TASK: Tally the lines of the listing below that contain the string "mark", treating uppercase and lowercase as distinct, and give only the number.
-----
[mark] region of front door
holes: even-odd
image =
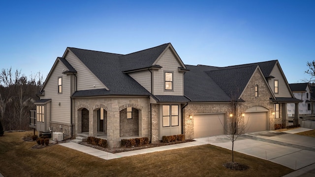
[[[82,118],[82,132],[89,132],[89,110],[83,108],[81,111]]]

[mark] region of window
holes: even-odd
[[[58,93],[63,92],[63,78],[58,78]]]
[[[163,105],[163,127],[178,126],[178,105]]]
[[[275,118],[280,118],[280,105],[275,104]]]
[[[36,106],[36,118],[38,122],[44,122],[44,115],[45,111],[44,109],[43,105],[37,105]]]
[[[127,108],[127,118],[132,118],[132,108]]]
[[[255,86],[255,96],[258,97],[258,85]]]
[[[173,89],[173,73],[165,72],[165,90],[171,90]]]
[[[279,93],[278,81],[275,80],[275,93]]]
-----
IN RESPONSE: 2